In [None]:
# Block 1 - Import Libraries
import pandas as pd
import numpy as np
import nltk
import re

# Download necessary NLTK resources
nltk.download('punkt')
nltk.download('punkt_tab')
nltk.download('stopwords')
nltk.download('wordnet')

from nltk.corpus import stopwords
from nltk.tokenize import word_tokenize
from nltk.stem import WordNetLemmatizer
from textblob import TextBlob
import matplotlib.pyplot as plt
import seaborn as sns

In [None]:
# Block 2 - Data Loading Function
def load_and_explore_dataset(file_path):
    try:
        df = pd.read_csv(file_path, encoding='utf-8').sample(n=1000, random_state=42)
        print("Dataset Information:")
        print(f"Total number of entries (limited): {len(df)}")
        print("\nLanguage Distribution:")
        print(df['language'].value_counts())
        print("\nGenre Distribution:")
        print(df['tag'].value_counts().head())
        df_english = df[df['language'] == 'en'].copy()
        print(f"\nNumber of English lyrics: {len(df_english)}")
        return df_english
    except Exception as e:
        print(f"Error loading dataset: {e}")
        return None

# Execute this block
file_path = '/home/deepak/dsciProject/new/song_lyrics.csv'  # Update this path
df_english = load_and_explore_dataset(file_path)

In [None]:
# Block 3 - Text Preprocessing Functions
def clean_lyrics(text):
    if not isinstance(text, str):
        return ""

Excerpt from a data file
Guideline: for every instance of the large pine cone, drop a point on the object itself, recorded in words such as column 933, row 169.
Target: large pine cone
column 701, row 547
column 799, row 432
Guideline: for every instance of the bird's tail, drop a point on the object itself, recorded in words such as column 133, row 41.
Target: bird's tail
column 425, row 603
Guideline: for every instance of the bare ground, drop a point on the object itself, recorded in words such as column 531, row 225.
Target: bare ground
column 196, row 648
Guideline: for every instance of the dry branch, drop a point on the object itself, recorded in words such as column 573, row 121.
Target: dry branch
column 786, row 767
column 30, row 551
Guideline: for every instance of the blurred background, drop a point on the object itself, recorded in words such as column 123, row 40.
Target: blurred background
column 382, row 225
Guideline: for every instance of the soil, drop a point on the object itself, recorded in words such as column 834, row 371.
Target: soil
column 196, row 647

:: REQUIREMENT 1 ::
Reproduce the notebook word for word, starting at "return df_english" and ending at "df_english = load_and_explore_dataset(file_path)".
:: REQUIREMENT 2 ::
In the notebook, how many rows does the data loading function sample from the CSV file?
:: REQUIREMENT 3 ::
Write what comes next in the notebook, picking up after its last line.
This material has no connection to the notebook.

:: EXERCISE OUTPUT 1 ::
return df_english
    except Exception as e:
        print(f"Error loading dataset: {e}")
        return None

# Execute this block
file_path = '/home/deepak/dsciProject/new/song_lyrics.csv'  # Update this path
df_english = load_and_explore_dataset(file_path)

:: EXERCISE OUTPUT 2 ::
It samples 1,000 rows.

:: EXERCISE OUTPUT 3 ::
    text = text.lower()
    text = re.sub(r'\[.*?\]', '', text)
    text = re.sub(r'[^a-z\s]', '', text)
    text = re.sub(r'\s+', ' ', text).strip()
    return text

def remove_stopwords(text):
    stop_words = set(stopwords.words('english'))
    word_tokens = word_tokenize(text)
    filtered_text = [word for word in word_tokens if word not in stop_words]
    return ' '.join(filtered_text)

In [None]:
# Block 4 - Advanced Preprocessing and Sentiment Analysis
def preprocess_lyrics_dataset(df):
    processed_df = df.copy()
    processed_df['cleaned_lyrics'] = processed_df['lyrics'].apply(clean_lyrics)
    processed_df['processed_lyrics'] = processed_df['cleaned_lyrics'].apply(remove_stopwords)
    return processed_df

def analyze_lyrics_sentiment(text):
    blob = TextBlob(text)
    polarity = blob.sentiment.polarity
    subjectivity = blob.sentiment.subjectivity
    if polarity > 0.05:
        sentiment = 'Positive'
    elif polarity < -0.05:
        sentiment = 'Negative'
    else:
        sentiment = 'Neutral'
    return {
        'sentiment': sentiment,
        'polarity': polarity,
        'subjectivity': subjectivity
    }

# Execute preprocessing and sentiment analysis
processed_df = preprocess_lyrics_dataset(df_english)
sentiment_results = processed_df['processed_lyrics'].apply(analyze_lyrics_sentiment)
processed_df['sentiment'] = sentiment_results.apply(lambda x: x['sentiment'])
processed_df['polarity'] = sentiment_results.apply(lambda x: x['polarity'])
processed_df['subjectivity'] = sentiment_results.apply(lambda x: x['subjectivity'])

In [None]:
# Block 5 - Visualization Functions
def visualize_sentiment_distribution(df):
    plt.figure(figsize=(12, 5))
    
    plt.subplot(1, 2, 1)
    sentiment_counts = df['sentiment'].value_counts()
    plt.pie(sentiment_counts, labels=sentiment_counts.index, autopct='%1.1f%%')
    plt.title('Sentiment Distribution')
    
    plt.subplot(1, 2, 2)
    genre_sentiment = df.groupby('tag')['sentiment'].value_counts(normalize=True).unstack()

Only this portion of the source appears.